:: Material provided ::
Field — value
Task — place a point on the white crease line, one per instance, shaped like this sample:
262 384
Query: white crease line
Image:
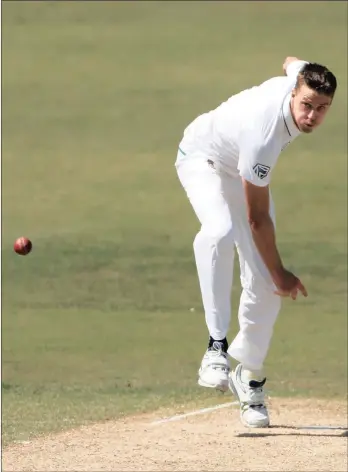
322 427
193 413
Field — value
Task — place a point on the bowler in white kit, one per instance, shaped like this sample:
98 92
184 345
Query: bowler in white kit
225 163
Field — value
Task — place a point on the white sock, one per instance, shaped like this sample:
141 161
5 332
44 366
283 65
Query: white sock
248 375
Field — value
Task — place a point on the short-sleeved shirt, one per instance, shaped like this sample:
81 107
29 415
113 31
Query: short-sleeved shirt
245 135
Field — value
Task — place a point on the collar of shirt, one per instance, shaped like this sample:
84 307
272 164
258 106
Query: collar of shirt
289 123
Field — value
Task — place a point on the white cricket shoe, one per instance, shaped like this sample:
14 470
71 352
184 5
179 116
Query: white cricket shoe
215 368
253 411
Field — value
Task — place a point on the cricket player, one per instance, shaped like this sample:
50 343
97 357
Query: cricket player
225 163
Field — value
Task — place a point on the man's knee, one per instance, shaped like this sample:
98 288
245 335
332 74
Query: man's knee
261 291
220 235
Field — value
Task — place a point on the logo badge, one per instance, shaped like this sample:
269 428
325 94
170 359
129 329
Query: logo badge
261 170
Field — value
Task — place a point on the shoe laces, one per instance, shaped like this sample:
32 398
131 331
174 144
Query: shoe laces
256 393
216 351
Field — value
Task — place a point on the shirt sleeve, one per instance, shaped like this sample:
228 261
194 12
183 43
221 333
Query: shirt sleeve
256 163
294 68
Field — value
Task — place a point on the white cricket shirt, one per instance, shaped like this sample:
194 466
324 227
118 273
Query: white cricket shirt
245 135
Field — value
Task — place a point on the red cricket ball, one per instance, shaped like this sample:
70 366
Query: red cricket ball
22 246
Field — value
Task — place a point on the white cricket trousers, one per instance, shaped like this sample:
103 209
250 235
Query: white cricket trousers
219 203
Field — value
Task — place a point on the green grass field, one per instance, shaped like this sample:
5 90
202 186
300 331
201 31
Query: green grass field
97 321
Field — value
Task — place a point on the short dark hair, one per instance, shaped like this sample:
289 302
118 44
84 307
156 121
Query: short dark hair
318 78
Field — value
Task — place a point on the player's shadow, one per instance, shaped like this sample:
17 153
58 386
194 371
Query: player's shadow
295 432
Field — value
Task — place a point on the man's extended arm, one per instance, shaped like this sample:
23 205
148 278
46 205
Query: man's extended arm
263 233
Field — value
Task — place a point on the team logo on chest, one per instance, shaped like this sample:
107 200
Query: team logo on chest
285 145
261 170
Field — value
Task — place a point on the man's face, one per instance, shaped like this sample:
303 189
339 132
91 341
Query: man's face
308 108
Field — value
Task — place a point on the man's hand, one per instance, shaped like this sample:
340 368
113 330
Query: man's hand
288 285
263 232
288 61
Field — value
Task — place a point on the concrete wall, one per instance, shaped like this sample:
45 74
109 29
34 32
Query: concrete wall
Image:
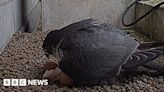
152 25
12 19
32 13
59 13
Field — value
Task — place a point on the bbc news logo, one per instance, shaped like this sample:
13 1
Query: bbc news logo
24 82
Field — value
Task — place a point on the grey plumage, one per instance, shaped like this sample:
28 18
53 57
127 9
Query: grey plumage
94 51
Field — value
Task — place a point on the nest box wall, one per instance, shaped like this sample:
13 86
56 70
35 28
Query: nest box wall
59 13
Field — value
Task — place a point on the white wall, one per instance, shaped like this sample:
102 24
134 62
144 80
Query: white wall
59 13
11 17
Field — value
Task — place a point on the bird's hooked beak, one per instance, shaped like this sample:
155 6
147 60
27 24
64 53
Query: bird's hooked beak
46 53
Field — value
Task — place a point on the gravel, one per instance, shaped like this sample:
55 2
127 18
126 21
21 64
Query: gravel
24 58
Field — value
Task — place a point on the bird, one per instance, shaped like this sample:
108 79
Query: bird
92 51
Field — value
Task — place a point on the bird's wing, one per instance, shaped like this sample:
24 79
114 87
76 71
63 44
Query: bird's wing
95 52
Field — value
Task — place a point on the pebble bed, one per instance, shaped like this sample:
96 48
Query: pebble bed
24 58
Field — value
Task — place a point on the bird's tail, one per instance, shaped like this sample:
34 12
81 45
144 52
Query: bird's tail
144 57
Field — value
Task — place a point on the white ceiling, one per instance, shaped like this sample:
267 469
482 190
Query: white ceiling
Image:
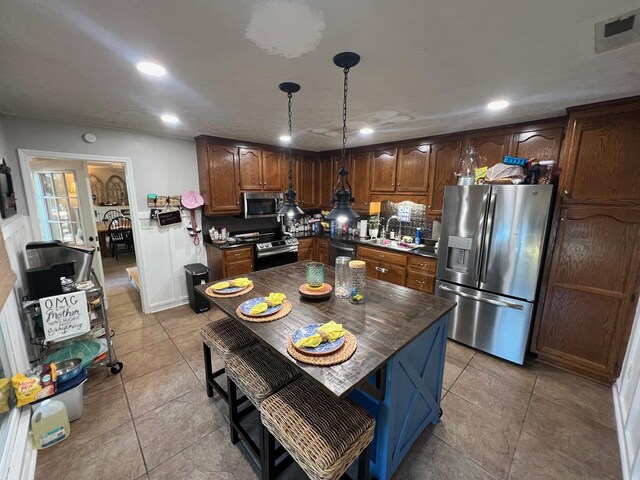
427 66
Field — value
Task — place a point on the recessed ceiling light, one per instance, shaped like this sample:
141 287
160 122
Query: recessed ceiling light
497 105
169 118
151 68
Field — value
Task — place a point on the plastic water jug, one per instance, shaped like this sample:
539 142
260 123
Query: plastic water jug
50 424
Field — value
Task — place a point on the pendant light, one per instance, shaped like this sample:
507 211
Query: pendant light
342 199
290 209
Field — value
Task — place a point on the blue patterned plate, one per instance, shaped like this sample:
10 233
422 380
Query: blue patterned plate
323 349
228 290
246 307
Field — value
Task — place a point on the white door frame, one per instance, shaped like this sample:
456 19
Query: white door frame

:: Short problem ::
Repeat each entry exactly as it appears; skip any picture.

:: The completed task ::
Field — value
Task — place a point on the white crease line, one per instance, shaped like this sample:
262 384
Query: white crease line
Image:
322 427
193 413
Field — value
Task — place a point on the bowler in white kit, one per instance, shaped like this sample:
98 92
184 345
Query: bowler in white kit
225 163
Field — value
Task — place a point on the white sock, one per instance, shaped like this sample:
141 161
5 332
44 366
283 65
Query: white sock
248 375
Field — value
Task — place a point on the short-sleeved shirt, one per instance, shaped like this sample:
81 107
29 415
113 31
Query: short-sleeved shirt
245 135
Field — value
Task — place a point on the collar of shirt, one per instance, shaped like this sample:
84 307
272 164
258 106
Query: collar of shirt
289 123
Field — value
Task — place a point on the white cricket shoe, one per instance, shaped like this sample:
14 470
71 352
184 5
179 116
Query: white cricket shoe
215 368
253 411
Field — value
Task — place a point on the cricket player, one per instance, shaped like this sample:
50 343
97 357
Query: cricket player
225 163
Field — value
Task — place a point on the man's knee, one per instance, shaped like this sample:
98 288
245 335
332 74
Query: man's knee
261 291
220 235
Field — value
Task — place a point on the logo badge, one per instance, shaped like this sample:
269 428
325 94
170 359
129 329
Query: logo badge
261 170
Field — value
Task — place a point on the shoe laces, one per instance, shaped like this sample:
32 398
131 331
174 144
Query: shoe laces
256 393
216 351
Field — value
Task — place a point on the shirt sleeve, one per instance, shaped like this sample:
228 261
194 12
183 43
221 333
Query: shirt sleeve
256 163
294 68
Field — value
Task — place a point on the white cricket shirt, one per instance, shaped like this sample:
194 466
324 227
118 273
Query: white cricket shirt
245 135
Field — value
Task — place a point on the red cricket ball, one per instance, shaped like this sample:
70 366
Query: red cricket ball
22 246
Field — value
Task — place a point on the white cricket trousers, one per instance, shaped like this sample:
103 209
250 235
Query: white cricket trousers
219 203
Field — value
Task — place a point on the green grass field, one per instance, shaped like this sample:
5 90
202 186
300 331
201 31
Query: green grass field
97 321
Field — value
Task — place a point on the short dark hair, one per instance, shaped like this sample:
289 302
118 44
84 307
156 121
Query: short dark hair
318 78
Field — value
Task — place a point on the player's shadow, one per instance, shaped like this sample:
17 153
58 386
194 371
Query: player's shadow
295 432
Field — value
Task — place a point on the man's extended arm, one per instance, shaped like this sample:
23 205
148 278
46 205
Query: man's extended arm
263 233
Field — value
Task — place a point on the team logo on chest, one per instance, shaped like this sample:
107 200
Query: team logo on chest
285 145
261 170
Field — value
Task — place a point on the man's face, one per instance, shaped like this sample:
303 189
339 132
91 341
Query: man's face
308 108
Field — value
Task — place a point on the man's hand, one per instance, shaped like this sample:
340 368
113 330
Query: man's hand
288 285
263 232
288 61
Field — value
Task — place a point on the concrete wall, one per instance, shaped like this sample:
45 74
109 29
34 32
Query: concrete wall
Image:
152 25
12 19
32 13
59 13
Field — value
Task — place a point on the bbc news logo, one per instance, shaped like this sample:
13 1
Query: bbc news logo
24 82
Field — value
Task — place a point on the grey plumage, one per instance, shaped like this sample:
28 18
53 57
127 9
Query: grey plumage
94 51
Field — value
Task — place a point on the nest box wall, one per instance, shaped like this sample:
13 86
56 70
35 28
Query: nest box wall
59 13
Field — value
Task — place a point on the white wall, one per instance, shaped like this sample:
102 24
134 62
144 80
Query: white wall
59 13
11 17
Field — value
Task — place a point on the bird's hooked beak, one per instance, shaped like this sample:
155 6
147 60
27 24
64 53
Query: bird's hooked beak
46 53
Field — value
Task — place a point on the gravel, one per instance, shaped like this sample:
55 2
127 18
126 21
21 64
Query: gravel
24 58
Field — value
Task — place a point on the bird, one per instance, shaped like this sample:
108 79
Query: bird
92 51
Field — value
Task — place a point on the bird's wing, one per instance, shaped like this sample:
24 79
114 87
76 71
63 44
Query: bird's wing
95 52
Field — value
Task — place a point on the pebble bed, one per instance, shaped like this sample:
96 48
Query: pebble bed
24 58
Field — value
Task — place a point on the bird's tail, one per instance, shaped like this sample:
34 12
81 45
144 52
Query: bird's tail
144 57
Field — value
Task — place a point on the white ceiling, one per instance, shaped like this sample:
267 469
482 190
Query: white ceiling
Image:
427 66
Field — value
Task — place a point on the recessed ceiling light, one per instance, shaped like this sample:
141 287
160 122
Query: recessed ceiling light
497 105
169 118
151 68
Field — value
Task — place a point on the plastic water jug, one per instance, shaped like this sample:
539 142
260 123
Query: plastic water jug
50 424
Field — value
Task — place a point on the pendant light, one per instance, shaped like this sample:
507 211
Query: pendant light
342 199
290 209
Field — value
Task — place a point on the blue patterned plate, one per instance, shaped like this sample:
10 233
422 380
Query: blue patterned plate
323 349
228 290
246 307
Field — value
Task — place a point on the white door frame, one per instance, shaped like this sample:
456 19
Query: white door frame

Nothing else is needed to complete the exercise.